* **Object pointing dataset rows**:
* * *

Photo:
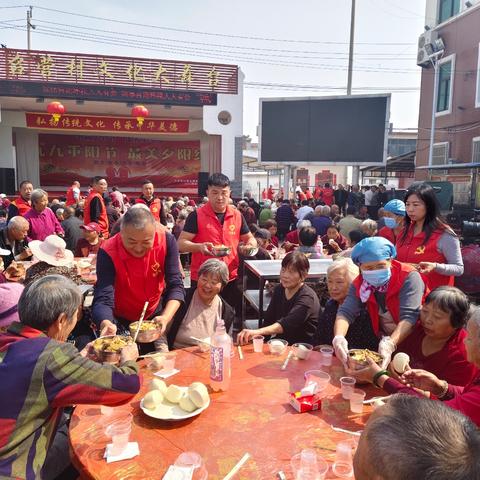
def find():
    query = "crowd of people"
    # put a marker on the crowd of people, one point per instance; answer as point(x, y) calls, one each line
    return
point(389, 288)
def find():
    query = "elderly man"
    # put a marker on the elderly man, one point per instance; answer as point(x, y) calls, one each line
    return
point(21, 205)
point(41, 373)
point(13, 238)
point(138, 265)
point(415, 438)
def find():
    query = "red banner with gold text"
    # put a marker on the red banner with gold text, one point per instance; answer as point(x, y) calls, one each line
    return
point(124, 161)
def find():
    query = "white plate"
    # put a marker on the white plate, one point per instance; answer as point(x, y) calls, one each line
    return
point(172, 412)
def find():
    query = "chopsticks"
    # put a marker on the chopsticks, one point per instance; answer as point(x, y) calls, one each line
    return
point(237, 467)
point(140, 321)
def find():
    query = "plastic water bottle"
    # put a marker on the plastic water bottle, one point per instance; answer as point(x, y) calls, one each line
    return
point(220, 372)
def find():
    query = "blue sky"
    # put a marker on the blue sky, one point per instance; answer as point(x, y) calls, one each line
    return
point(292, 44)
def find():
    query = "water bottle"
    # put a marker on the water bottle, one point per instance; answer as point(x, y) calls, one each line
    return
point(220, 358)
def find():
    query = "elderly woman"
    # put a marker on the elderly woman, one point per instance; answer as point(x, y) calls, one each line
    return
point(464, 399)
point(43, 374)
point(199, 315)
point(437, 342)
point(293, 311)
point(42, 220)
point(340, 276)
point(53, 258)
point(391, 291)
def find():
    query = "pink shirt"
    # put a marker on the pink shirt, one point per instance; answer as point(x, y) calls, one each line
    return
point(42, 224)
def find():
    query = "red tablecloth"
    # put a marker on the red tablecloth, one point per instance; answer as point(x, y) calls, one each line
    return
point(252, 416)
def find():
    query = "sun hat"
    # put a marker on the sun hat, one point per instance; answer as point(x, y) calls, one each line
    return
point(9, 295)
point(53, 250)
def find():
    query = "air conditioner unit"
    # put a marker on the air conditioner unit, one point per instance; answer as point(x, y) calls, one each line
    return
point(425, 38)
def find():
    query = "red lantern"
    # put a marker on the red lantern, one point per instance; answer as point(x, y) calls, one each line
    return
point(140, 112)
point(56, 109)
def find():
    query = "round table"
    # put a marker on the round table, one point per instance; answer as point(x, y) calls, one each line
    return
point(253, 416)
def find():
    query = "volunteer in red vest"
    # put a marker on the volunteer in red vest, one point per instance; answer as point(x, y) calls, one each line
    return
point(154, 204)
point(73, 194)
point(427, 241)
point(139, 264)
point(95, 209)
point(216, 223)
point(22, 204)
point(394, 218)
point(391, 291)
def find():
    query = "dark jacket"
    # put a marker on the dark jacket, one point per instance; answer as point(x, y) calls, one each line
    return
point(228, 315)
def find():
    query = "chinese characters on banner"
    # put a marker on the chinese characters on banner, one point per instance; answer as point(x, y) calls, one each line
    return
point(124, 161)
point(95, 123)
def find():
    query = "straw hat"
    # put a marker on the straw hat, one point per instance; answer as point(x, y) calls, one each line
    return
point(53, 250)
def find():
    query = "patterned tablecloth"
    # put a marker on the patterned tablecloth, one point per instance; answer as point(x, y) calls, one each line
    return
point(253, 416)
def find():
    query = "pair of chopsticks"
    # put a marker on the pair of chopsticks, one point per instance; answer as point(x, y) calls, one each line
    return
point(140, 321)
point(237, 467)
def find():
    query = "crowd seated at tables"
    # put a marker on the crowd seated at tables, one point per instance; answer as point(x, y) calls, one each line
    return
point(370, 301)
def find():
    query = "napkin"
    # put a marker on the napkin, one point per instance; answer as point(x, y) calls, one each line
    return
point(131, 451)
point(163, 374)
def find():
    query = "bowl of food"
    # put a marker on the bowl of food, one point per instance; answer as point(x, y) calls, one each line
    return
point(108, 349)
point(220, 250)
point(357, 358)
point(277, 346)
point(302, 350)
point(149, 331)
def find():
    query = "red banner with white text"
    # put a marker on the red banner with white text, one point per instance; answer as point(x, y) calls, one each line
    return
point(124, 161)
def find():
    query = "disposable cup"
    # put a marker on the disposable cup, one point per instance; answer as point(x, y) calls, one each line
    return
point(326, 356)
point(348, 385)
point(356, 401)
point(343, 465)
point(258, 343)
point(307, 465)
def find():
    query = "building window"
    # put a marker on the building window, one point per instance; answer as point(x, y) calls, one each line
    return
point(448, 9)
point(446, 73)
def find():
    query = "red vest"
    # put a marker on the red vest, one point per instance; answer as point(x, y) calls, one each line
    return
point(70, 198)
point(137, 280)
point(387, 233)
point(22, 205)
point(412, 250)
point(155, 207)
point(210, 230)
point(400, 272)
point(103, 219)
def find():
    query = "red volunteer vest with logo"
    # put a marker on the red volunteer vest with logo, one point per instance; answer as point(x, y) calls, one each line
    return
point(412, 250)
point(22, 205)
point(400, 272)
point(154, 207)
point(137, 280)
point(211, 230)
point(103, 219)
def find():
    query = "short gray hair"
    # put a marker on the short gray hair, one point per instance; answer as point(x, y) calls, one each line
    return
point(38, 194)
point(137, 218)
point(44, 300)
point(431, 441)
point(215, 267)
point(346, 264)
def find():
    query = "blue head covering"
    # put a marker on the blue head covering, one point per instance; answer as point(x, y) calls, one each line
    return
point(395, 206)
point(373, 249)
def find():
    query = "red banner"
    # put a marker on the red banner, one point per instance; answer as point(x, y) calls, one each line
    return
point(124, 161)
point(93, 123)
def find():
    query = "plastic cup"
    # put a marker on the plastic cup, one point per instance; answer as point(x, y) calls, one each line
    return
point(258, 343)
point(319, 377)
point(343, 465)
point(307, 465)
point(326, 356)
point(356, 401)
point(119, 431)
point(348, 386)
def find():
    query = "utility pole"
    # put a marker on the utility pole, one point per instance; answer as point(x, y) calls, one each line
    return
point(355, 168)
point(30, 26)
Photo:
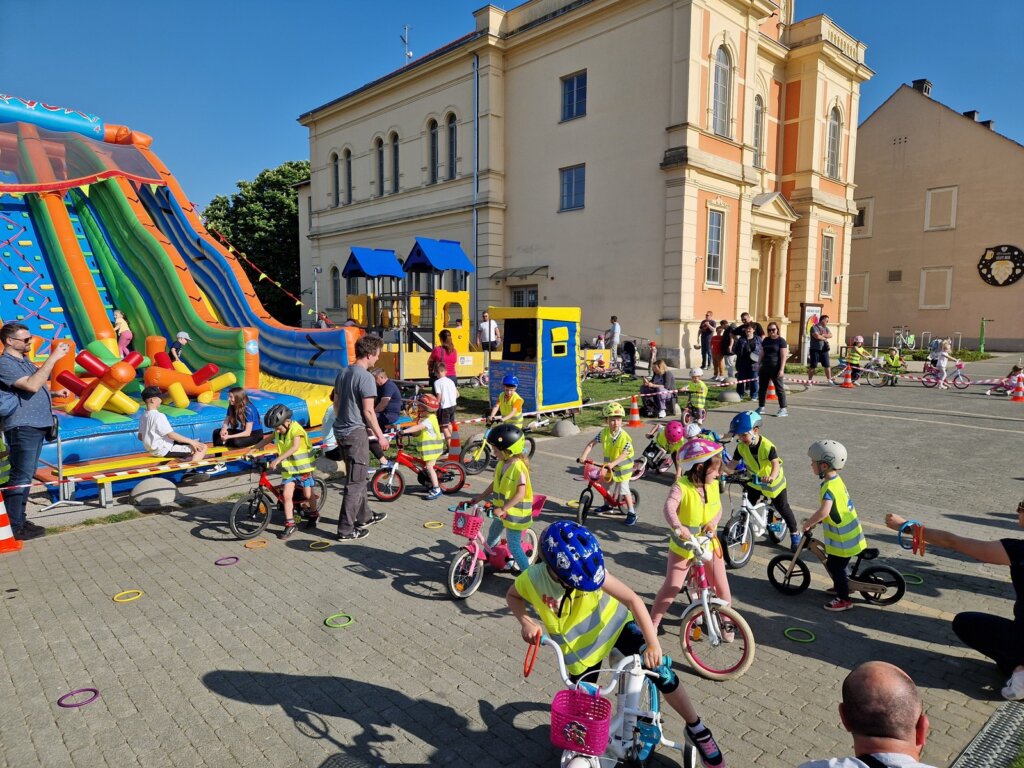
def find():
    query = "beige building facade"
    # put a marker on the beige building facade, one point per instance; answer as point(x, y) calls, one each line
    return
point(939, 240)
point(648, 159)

* * *

* **SHORT TASK**:
Copy every line above word for word and exclude the pictures.

* **ANSWER FOR THE TASK**:
Photo:
def find():
    query = "crowd of people"
    # put a marker on the crowd of people, one point per instance; answer as point(x, y) calls, one each line
    return
point(389, 288)
def find():
    query = "elderly man"
    # put a marker on the elderly man, one point per instance; answer as point(x, y) calls, one each line
    return
point(21, 205)
point(41, 373)
point(13, 238)
point(138, 265)
point(415, 438)
def find():
    query = "red banner with gold text"
    # put a marker on the red banner with gold text, one point per instance; answer as point(x, y) calls, one each line
    return
point(124, 161)
def find():
    query = "white plate"
    # put a marker on the white plate, one point per instance; answer as point(x, y) calls, one each line
    return
point(172, 412)
def find():
    query = "chopsticks"
    # put a marker on the chopsticks, one point per instance; answer as point(x, y) calls, one each line
    return
point(237, 467)
point(140, 321)
def find():
    query = "plastic water bottle"
    # put a marker on the plastic water bottle, one point per instance; answer as point(x, y) calls, one each line
    return
point(220, 372)
def find():
    query = "blue sky"
    # put a marker on the blue sky, one point per instance; answer as point(x, y) calls, one each line
    return
point(292, 44)
def find():
    query = "water bottle"
    # put a marker on the water bottle, one point per instance; answer as point(x, y) calls, one each line
    return
point(220, 358)
def find():
    query = "elderly woman"
    # put a marker on the elderly woman, one point per instance; answer as point(x, y) calls, one each line
    return
point(464, 399)
point(43, 374)
point(199, 315)
point(437, 342)
point(293, 311)
point(42, 220)
point(340, 276)
point(53, 258)
point(391, 291)
def find():
    query = "pink shirt"
    # put a marker on the pink shirt, one point per instance; answer as point(x, y) calls, one each line
    return
point(42, 224)
def find():
    query = "red tablecloth"
    # put a marker on the red tablecloth, one point per instance; answer as point(x, y) calls, one each line
    return
point(252, 416)
def find():
    query = "sun hat"
    # put a marker on the sun hat, one point per instance; answer as point(x, y) calls, one each line
    return
point(9, 295)
point(53, 250)
def find():
    query = "air conditioner unit"
    # put a marker on the air conditioner unit, one point per instance; answer as point(x, y) calls, one each line
    return
point(425, 38)
def find():
    query = "red lantern"
    # put a marker on the red lantern, one point per instance; answer as point(x, y) calls, one each line
    return
point(140, 112)
point(56, 109)
def find():
    query = "round table"
    # put a marker on the round table, one point per instance; answer as point(x, y) calls, one each line
    return
point(253, 416)
def find():
    query = "volunteer in red vest"
    # put a marker on the volunteer in red vest, one point per instance; answer as point(x, y) calls, one each line
    return
point(154, 204)
point(73, 194)
point(427, 241)
point(139, 264)
point(95, 209)
point(216, 223)
point(22, 204)
point(394, 218)
point(391, 291)
def find():
    query = "dark jacket"
    # put a marker on the dark jacket, one point per instance; answer as point(x, y) calls, one each line
    return
point(228, 315)
def find():
    query = "chinese characters on banner"
    # put a marker on the chinese characters on banner, one point per instance; answer as point(x, y) calls, one each line
    return
point(124, 161)
point(95, 123)
def find():
    query = "straw hat"
    # put a marker on the straw hat, one point per instance; answer as point(x, y) calls, one each line
    return
point(53, 250)
def find():
    query = "patterned tablecloth"
    # put a marker on the patterned tablecloth, one point per instance; answer as point(x, y) calls, one each line
    return
point(253, 416)
def find():
    query = "pair of chopsticks"
    # put a marker on the pair of chopsticks, one point per instance; answer as point(x, y) calls, one each line
    return
point(140, 321)
point(237, 467)
def find():
    query = "crowd seated at tables"
    # put a marker on the crowd seated at tables, one point per instance; answer as point(x, y) calls, one each line
    return
point(370, 301)
def find():
    query = "napkin"
    # put a marker on the napkin, one point per instance; answer as point(x, y) calls, one each line
    return
point(131, 451)
point(163, 374)
def find():
    query = "bowl of food"
    # put a marker on the bowl of food, one point per instance; answer as point(x, y) calls, one each line
    return
point(108, 349)
point(220, 250)
point(357, 358)
point(277, 346)
point(302, 350)
point(149, 331)
def find():
    query = "red banner with white text"
    # put a marker on the red banner with white text, one point per instance; answer as point(x, y) calls, one each line
    return
point(124, 161)
def find():
    query = "disposable cup"
    # put a marker on the disposable cup, one point per instance; answer as point(x, y) calls, one each line
    return
point(326, 356)
point(348, 385)
point(356, 401)
point(343, 465)
point(258, 343)
point(307, 465)
def find():
    query = "building window"
    # put a marker on the building window, one point per instance; answer as point(x, y) calls, one each line
    return
point(448, 9)
point(446, 73)
def find():
    query = "red vest"
    # put a marker on the red vest, one point per instance; answer as point(x, y) calls, one each line
    return
point(70, 198)
point(137, 280)
point(387, 233)
point(22, 205)
point(412, 250)
point(155, 207)
point(210, 230)
point(400, 272)
point(103, 219)
def find():
    query = "red volunteer vest with logo"
    # put a marker on the red volunteer vest with logo, one point per instance; answer as point(x, y) calls, one each line
    return
point(412, 250)
point(22, 205)
point(400, 272)
point(154, 207)
point(137, 280)
point(211, 230)
point(103, 219)
def find():
    query = "short gray hair"
    # put a marker on the short gray hair, one point per instance; answer as point(x, y) calls, one each line
    return
point(38, 194)
point(137, 218)
point(44, 300)
point(431, 441)
point(215, 267)
point(346, 264)
def find():
    query = "blue head covering"
    # put a marker on the blue head covering, one point per instance; answer as point(x, y) calls, one each line
    return
point(395, 206)
point(373, 249)
def find():
    query = "red banner"
    # put a marker on the red banner, one point per instance; answer as point(x, y) calls, one each line
    return
point(124, 161)
point(93, 123)
def find():
    query = "plastic cup"
    # put a marker on the plastic cup, one point per instance; answer as point(x, y) calls, one each line
    return
point(258, 343)
point(319, 377)
point(343, 465)
point(307, 465)
point(326, 356)
point(356, 401)
point(119, 431)
point(348, 386)
def find():
    query = "utility pole"
    # put a marker on the utility pole, one point per instance; answer as point(x, y) calls, one each line
    return
point(355, 168)
point(30, 26)
Photo:
def find():
    query = "beige building facade"
    # put a marker on the beige building facade, one point per instance; answer as point(x, y) calls, one each line
    return
point(939, 240)
point(648, 159)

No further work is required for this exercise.